→ Exercise requirements:
Turn the paragraph of the opinion piece on cars and Covid-19 that begins "But the proof is in the very latest data" into a short bulleted list that keeps its main facts.

START Passage shown

By far the most important, potentially life-saving truth I passed on to our elected leaders last May went like this: when travelling in a pandemic-ravaged city, the best, most responsible way for people to socially distance and, in turn, combat the threat of Covid-19 is to use private, simple-to-sanitise family cars, which the vast majority of adults already own or lease.

But another, equally important, potentially life-taking truth I reminded the Government of was this: when folk are forced to squeeze in to, then sit or stand aboard inevitably cramped, comparatively unclean public transport, the risk of infection is far greater. Put another way, those happy, distanced souls in their locked, sealed, private cars capable of travelling door to door are far less likely to become Covid-19 victims than the poor sods at stations and on trains, at airports and in planes, at terminals and in coaches, at bus stops and struggling with buses.

If there’s a more effective, safe, accessible pandemic-beating travel pod for real-world families than the cars they’ve got, like and trust, then you’ll need to tell me what it is, dear reader, because I’m not aware of it. And no, private aircraft used by the likes of Transport Secretary Grant Shapps as he goes about his daily, hypocritical business do not qualify, because personal planes are only accessible to the privileged or wealthy few, such as cheeky chappy Shappy.

Despite the obvious and overwhelming positives of cars in these extraordinary times, they’ve almost become a taboo subject for politicians, who hopelessly try to pretend that public transport passengers, cyclists and pedestrians matter, whereas car users do not.

But the proof is in the very latest data, published by the UK Government’s own Department for Transport this month, which quietly reveals that around nine in every 10 travellers “expressed concerns for their health” when using buses, planes, and overground and underground trains. If that’s not a two-fingered salute to – and a comprehensive rejection of – public transport, I don’t know what is. Conversely, fewer than two car occupants in every 10 said they had the same sort of concerns when using their own vehicles.

Shapps and his hapless civil servants are guilty of massive understatement when they say the public “lacks confidence” in public transport. It’d be more honest to admit that the bailed-out train industry, and diesel-dominated (but still heavily subsidised) bus sector are increasingly unfit for purpose, and scaring away passengers they’re supposed to serve.

Meanwhile, the used or new, cheap or expensive private car has never made more sense, offered more safety and flexibility, or provided more satisfaction and reliability for salt-of-the-earth folk living in the real world that Grant Shapps lately opted out of.

END Passage shown
START Data to examine

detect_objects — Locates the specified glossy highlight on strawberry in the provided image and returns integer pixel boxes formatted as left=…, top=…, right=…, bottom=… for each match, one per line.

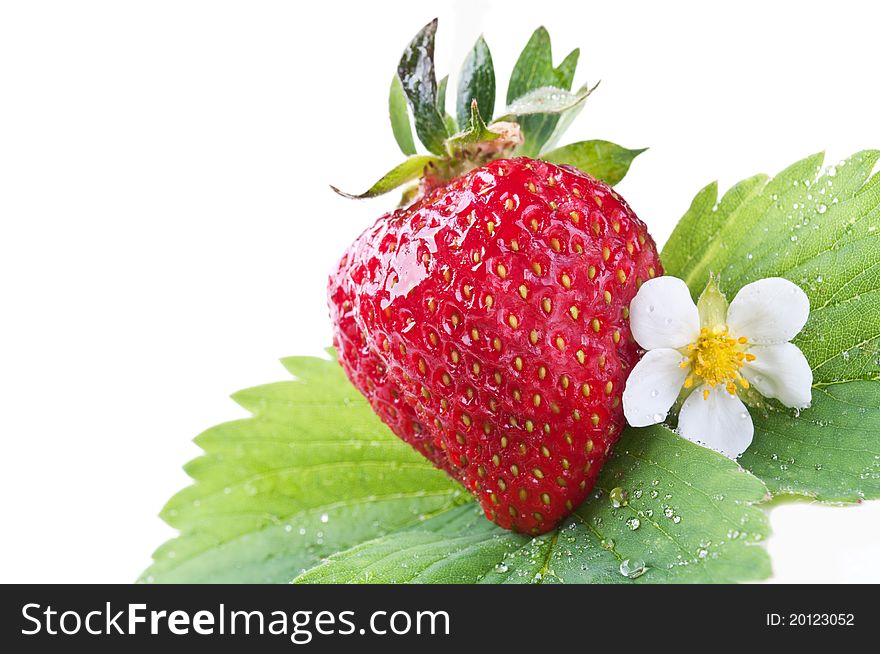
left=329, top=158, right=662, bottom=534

END Data to examine
START Data to examine

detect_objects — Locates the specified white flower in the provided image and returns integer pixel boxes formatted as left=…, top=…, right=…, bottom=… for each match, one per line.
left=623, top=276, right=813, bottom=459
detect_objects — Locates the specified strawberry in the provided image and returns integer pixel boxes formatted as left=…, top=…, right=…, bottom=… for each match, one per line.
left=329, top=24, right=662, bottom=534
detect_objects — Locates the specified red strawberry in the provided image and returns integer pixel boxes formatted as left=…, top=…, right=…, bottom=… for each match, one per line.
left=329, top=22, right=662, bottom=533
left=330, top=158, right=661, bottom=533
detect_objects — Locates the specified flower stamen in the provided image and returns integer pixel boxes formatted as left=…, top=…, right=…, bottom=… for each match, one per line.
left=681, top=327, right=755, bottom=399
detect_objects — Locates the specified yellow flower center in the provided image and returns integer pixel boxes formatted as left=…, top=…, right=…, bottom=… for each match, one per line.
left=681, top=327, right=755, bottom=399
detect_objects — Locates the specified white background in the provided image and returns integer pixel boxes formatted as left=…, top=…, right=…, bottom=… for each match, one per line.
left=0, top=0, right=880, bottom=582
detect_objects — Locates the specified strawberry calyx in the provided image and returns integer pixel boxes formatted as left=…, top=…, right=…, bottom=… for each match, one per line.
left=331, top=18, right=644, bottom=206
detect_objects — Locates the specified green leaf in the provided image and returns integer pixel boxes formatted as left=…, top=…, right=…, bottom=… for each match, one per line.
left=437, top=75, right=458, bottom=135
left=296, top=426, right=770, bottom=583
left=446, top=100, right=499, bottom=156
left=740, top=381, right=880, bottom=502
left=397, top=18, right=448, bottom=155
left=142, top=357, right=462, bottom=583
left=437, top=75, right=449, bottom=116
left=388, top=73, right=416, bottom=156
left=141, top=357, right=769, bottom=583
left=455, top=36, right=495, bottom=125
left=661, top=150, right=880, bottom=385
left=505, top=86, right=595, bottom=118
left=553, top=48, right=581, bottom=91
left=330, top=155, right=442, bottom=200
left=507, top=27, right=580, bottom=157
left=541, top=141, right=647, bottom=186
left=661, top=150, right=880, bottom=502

END Data to examine
START Data to examine

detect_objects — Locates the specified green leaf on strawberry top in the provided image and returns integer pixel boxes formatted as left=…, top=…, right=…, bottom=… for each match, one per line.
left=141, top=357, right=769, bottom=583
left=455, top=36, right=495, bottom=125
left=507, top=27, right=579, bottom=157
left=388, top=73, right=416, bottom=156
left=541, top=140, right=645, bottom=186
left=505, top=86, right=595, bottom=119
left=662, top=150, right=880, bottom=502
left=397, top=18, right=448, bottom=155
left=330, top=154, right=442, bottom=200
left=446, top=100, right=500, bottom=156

END Data to examine

→ Completed exercise:
- The UK Government's Department for Transport published new data this month.
- Around nine in every 10 travelers expressed concerns for their health when using buses, planes, and overground and underground trains.
- The writer calls this a comprehensive rejection of public transport.
- Fewer than two in every 10 car occupants reported similar concerns about using their own vehicles.